"""

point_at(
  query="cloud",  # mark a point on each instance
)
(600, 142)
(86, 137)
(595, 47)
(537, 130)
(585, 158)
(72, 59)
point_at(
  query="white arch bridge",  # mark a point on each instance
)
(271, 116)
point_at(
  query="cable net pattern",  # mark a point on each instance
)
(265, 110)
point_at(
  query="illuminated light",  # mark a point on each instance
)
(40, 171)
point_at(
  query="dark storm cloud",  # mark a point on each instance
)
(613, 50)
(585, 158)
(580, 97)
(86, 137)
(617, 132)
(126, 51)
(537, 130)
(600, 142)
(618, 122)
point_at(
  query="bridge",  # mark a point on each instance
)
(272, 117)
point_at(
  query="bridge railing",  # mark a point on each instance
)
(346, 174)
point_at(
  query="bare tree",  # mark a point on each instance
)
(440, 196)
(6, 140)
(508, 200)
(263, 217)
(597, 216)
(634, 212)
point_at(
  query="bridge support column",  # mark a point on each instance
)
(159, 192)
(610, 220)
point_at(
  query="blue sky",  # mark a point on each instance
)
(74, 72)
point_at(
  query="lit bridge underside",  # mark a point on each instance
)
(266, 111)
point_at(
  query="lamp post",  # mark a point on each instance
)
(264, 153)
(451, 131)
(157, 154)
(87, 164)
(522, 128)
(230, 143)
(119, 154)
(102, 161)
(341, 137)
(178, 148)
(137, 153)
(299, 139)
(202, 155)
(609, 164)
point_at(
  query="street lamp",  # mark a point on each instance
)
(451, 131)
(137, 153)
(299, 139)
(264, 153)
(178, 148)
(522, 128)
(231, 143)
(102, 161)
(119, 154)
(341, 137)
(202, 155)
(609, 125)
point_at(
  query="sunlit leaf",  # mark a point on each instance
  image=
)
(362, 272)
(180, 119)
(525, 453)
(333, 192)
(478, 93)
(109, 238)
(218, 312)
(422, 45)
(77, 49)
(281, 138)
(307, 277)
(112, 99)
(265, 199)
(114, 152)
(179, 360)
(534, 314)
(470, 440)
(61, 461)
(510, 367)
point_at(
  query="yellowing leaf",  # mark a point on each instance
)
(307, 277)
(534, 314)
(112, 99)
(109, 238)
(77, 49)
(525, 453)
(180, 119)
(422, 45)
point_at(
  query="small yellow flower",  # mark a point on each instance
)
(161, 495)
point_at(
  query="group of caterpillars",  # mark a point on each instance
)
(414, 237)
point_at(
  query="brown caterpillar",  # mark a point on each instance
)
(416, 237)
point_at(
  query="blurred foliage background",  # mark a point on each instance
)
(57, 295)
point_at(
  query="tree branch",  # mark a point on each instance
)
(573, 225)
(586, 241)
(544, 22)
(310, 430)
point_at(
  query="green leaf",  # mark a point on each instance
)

"""

**EXERCISE GOAL:** Reproduce every line above without error.

**RESULT OF THE TASK:**
point_at(
  query="cloud",  # mark a point on each instance
)
(600, 142)
(86, 137)
(595, 47)
(537, 130)
(585, 158)
(72, 59)
point_at(
  query="white arch bridge",  # mark a point on each instance
)
(271, 116)
point_at(
  query="cable net pattern",  # mark a point on each instance
)
(265, 110)
point_at(
  query="illuminated light",  # mark a point on each instance
)
(40, 171)
point_at(
  query="dark storm cloud",  # mark a point on each instance
)
(613, 50)
(585, 158)
(580, 97)
(86, 137)
(617, 132)
(126, 51)
(537, 130)
(600, 142)
(618, 122)
point_at(
  query="bridge",  # mark a point on each instance
)
(272, 117)
point_at(
  query="bridge railing",  # mark a point on each instance
)
(346, 174)
point_at(
  query="bare tree",  # mark a point on each instance
)
(440, 196)
(6, 140)
(508, 200)
(263, 217)
(597, 216)
(634, 212)
point_at(
  query="bridge support column",  # mark a point on each instance
)
(159, 192)
(610, 220)
point_at(
  query="blue sky",  # mark a point on each instance
)
(74, 72)
point_at(
  query="lit bridge underside",  # mark a point on each instance
)
(266, 111)
point_at(
  query="lamp post",  # mark a point on each instance
)
(264, 153)
(451, 131)
(157, 154)
(87, 164)
(522, 128)
(230, 143)
(119, 154)
(102, 161)
(341, 137)
(178, 148)
(137, 153)
(299, 139)
(202, 155)
(609, 164)
point_at(
  query="street lamp",  # mark a point on each instance
)
(451, 131)
(137, 153)
(299, 139)
(264, 153)
(178, 148)
(522, 128)
(231, 143)
(102, 161)
(119, 154)
(341, 137)
(202, 155)
(609, 125)
point_at(
  query="sunlit leaf",  # mark a point on each instance
  image=
)
(362, 272)
(180, 119)
(525, 453)
(333, 192)
(478, 93)
(109, 238)
(218, 312)
(422, 45)
(77, 49)
(281, 138)
(307, 277)
(112, 99)
(265, 199)
(114, 152)
(179, 360)
(534, 314)
(470, 440)
(61, 461)
(510, 367)
point_at(
  query="yellowing leaf",  # mark a point on each instance
)
(307, 277)
(534, 314)
(112, 99)
(109, 238)
(77, 49)
(525, 453)
(180, 119)
(422, 45)
point_at(
  query="small yellow flower",  # mark a point on each instance
)
(161, 495)
point_at(
  query="group of caterpillars",  # mark a point on each instance
)
(414, 237)
point_at(
  query="brown caterpillar",  # mark a point on each instance
)
(416, 237)
point_at(
  query="blurred foliage background",  # mark a point on each instance
)
(57, 295)
point_at(
  query="tree branch",  # mark a point on each instance
)
(573, 225)
(586, 241)
(544, 22)
(310, 430)
point_at(
  query="green leaf",  # mark a point on each instance
)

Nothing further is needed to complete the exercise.